Task objective: Decide whether each statement agrees with the dog forum thread below, answering yes or no and quoting the deciding words: 1. Anitsisqua picks up the puppy when a loose dog approaches. 2. Sunflowers says her dog weighs 22 pounds. 3. Rusti is liver colored.

Text section:
◆ ◆ ◆ ◆ ◆
I would keep him four feet on the ground , and ask the other people to control their dogs, keep distance , or keep walking on .


----------



## Anitsisqua (Mar 25, 2012)

carmspack said:


> scooping up may set up an alarm in the dog. I would keep him four feet on the ground , and ask the other people to control their dogs, keep distance , or keep walking on .


I'm only talking about loose dogs, which, unfortunately, is a common occurence. With other leashed/fenced dogs, we just keep walking. When a loose dog is coming for us, I calmly scoop him up and try to be as casual as possible with the other dog running around my legs.


----------



## kbella999 (Jan 6, 2012)

haha My girl Rusti is liver colored and most people don't believe she is a GSD purebreed but calling her a Border Collie was pretty far out there.



Sunflowers said:


> Would that be the German border?


----------



## Sunflowers (Feb 17, 2012)

Anitsisqua said:


> :blush: I scoop up my GSD puppy when I see other dogs coming.


How? 

Mine is 40 lbs!


----------



## Sunflowers (Feb 17, 2012)

Shade said:


> LOL! I get REALLY funny looks from many walking a small poodle and a large GSD puppy together, I can't wait until he's full grown and that'll really get them going


Yeah, I think I will get a black and tan Chi in the future, just for snicks ...:crazy:


----------



## Anitsisqua (Mar 25, 2012)

Sunflowers said:


> How?
> 
> Mine is 40 lbs!


Gabe's still about 22lbs, so it's doable.


----------



## Sunflowers (Feb 17, 2012)
◆ ◆ ◆ ◆ ◆
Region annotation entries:
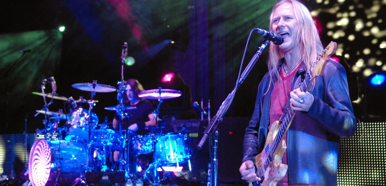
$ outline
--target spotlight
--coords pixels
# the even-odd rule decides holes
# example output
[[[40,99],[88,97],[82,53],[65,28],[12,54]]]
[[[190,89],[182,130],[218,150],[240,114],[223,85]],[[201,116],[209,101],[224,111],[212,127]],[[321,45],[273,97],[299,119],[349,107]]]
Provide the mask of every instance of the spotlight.
[[[66,27],[64,26],[61,26],[59,27],[59,31],[61,32],[64,32],[65,29],[66,29]]]
[[[379,86],[385,82],[385,74],[374,74],[370,77],[370,84],[373,86]]]
[[[173,77],[174,77],[174,73],[168,73],[165,74],[165,75],[164,75],[164,77],[162,77],[162,79],[161,80],[161,81],[164,83],[170,82],[173,79]]]

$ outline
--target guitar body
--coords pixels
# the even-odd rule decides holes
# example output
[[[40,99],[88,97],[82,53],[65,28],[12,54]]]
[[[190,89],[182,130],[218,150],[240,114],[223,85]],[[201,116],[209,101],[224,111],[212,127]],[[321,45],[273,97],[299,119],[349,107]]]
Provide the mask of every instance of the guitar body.
[[[280,126],[279,121],[274,122],[267,135],[264,150],[255,158],[256,166],[262,168],[261,173],[264,178],[262,182],[260,183],[261,186],[275,186],[287,173],[288,166],[281,163],[282,158],[287,149],[284,140],[280,141],[274,152],[272,161],[269,161],[269,163],[268,164],[265,163],[267,161],[266,156],[268,154],[266,151],[269,149],[273,139],[277,134]],[[252,186],[252,182],[249,183],[249,186]]]
[[[322,75],[326,62],[330,60],[336,49],[336,43],[332,41],[318,56],[316,61],[310,67],[309,72],[306,73],[306,77],[301,84],[299,85],[301,91],[307,92],[315,77]],[[288,99],[290,98],[289,96]],[[257,168],[256,174],[262,181],[250,182],[250,186],[276,186],[287,173],[288,166],[281,163],[282,158],[287,149],[283,138],[297,112],[291,107],[287,111],[282,115],[281,123],[278,121],[274,122],[267,135],[264,149],[255,158],[255,165]]]

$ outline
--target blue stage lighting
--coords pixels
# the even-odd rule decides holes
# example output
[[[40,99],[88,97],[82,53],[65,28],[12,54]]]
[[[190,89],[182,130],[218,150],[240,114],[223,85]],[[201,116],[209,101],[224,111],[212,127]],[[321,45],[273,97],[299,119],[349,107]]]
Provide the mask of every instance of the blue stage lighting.
[[[376,74],[372,75],[370,79],[370,84],[373,86],[379,86],[385,82],[385,75],[382,74]]]

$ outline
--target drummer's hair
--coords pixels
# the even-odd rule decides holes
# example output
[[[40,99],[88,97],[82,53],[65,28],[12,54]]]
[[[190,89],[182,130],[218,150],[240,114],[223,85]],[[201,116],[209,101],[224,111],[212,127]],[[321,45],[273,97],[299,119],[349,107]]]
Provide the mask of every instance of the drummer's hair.
[[[139,83],[139,82],[136,79],[129,79],[126,80],[126,84],[130,85],[130,86],[131,87],[131,90],[133,90],[133,92],[135,93],[137,96],[139,92],[145,91],[145,89],[142,86],[142,85]],[[127,99],[127,96],[126,96],[126,94],[124,94],[123,95],[124,95],[123,96],[124,102],[129,102],[130,101]],[[139,98],[140,100],[142,100],[142,99],[143,99],[140,97]]]

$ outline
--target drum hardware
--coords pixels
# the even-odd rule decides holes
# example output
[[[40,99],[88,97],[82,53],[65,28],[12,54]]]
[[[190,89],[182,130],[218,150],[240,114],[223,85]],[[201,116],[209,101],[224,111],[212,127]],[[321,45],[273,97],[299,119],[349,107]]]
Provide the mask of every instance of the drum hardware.
[[[119,159],[115,162],[115,167],[118,168],[118,171],[125,171],[126,173],[126,177],[129,178],[129,166],[127,164],[127,163],[129,162],[129,148],[124,146],[125,142],[129,140],[128,138],[128,134],[126,132],[128,132],[129,130],[125,130],[124,132],[122,129],[122,122],[123,117],[130,117],[130,115],[127,113],[124,113],[125,107],[124,105],[123,96],[122,94],[126,90],[126,83],[124,78],[124,67],[125,64],[125,59],[127,56],[127,43],[125,42],[124,45],[122,46],[122,53],[121,55],[120,61],[121,62],[121,80],[117,82],[118,85],[118,89],[117,90],[118,92],[117,94],[117,99],[119,102],[119,104],[117,106],[116,110],[118,116],[123,117],[119,117],[119,135],[120,144],[119,146]],[[107,107],[108,108],[108,107]],[[131,108],[130,108],[131,109]],[[105,108],[105,109],[106,109]],[[126,154],[126,158],[124,156],[124,154]]]
[[[44,89],[46,89],[46,84],[47,83],[51,83],[51,87],[52,89],[52,91],[51,92],[51,94],[47,94],[44,92]],[[35,117],[36,117],[37,115],[39,115],[39,114],[42,113],[44,114],[44,119],[43,120],[43,124],[44,126],[45,131],[47,131],[49,130],[48,128],[49,125],[50,125],[51,124],[51,121],[49,121],[47,119],[47,116],[51,116],[49,114],[54,114],[56,116],[62,116],[62,115],[61,113],[62,111],[59,111],[58,113],[54,113],[50,112],[48,111],[48,107],[49,106],[52,104],[54,102],[54,99],[59,99],[61,100],[67,101],[68,99],[66,97],[63,96],[59,96],[57,95],[56,94],[57,89],[56,89],[56,82],[55,80],[53,77],[50,77],[48,78],[48,80],[46,79],[43,79],[42,80],[42,84],[41,85],[41,89],[42,92],[32,92],[32,94],[36,94],[39,96],[43,96],[43,99],[44,101],[44,105],[43,108],[40,110],[37,111],[37,112],[35,115]],[[51,98],[48,103],[47,103],[47,101],[46,100],[46,98],[48,97]],[[47,114],[47,112],[48,114]],[[48,122],[47,123],[47,122]],[[45,136],[46,137],[46,134],[45,133]]]
[[[117,105],[117,106],[113,106],[112,107],[105,107],[105,109],[106,110],[108,110],[109,111],[118,111],[120,109],[122,109],[123,111],[130,111],[130,110],[132,110],[133,109],[137,109],[137,107],[133,107],[131,106],[123,106],[121,107],[121,106],[119,105]]]

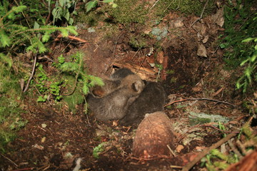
◆ ◆ ◆ ◆ ◆
Complete answer:
1. Yes: "When a loose dog is coming for us, I calmly scoop him up"
2. No: "Mine is 40 lbs!"
3. Yes: "My girl Rusti is liver colored"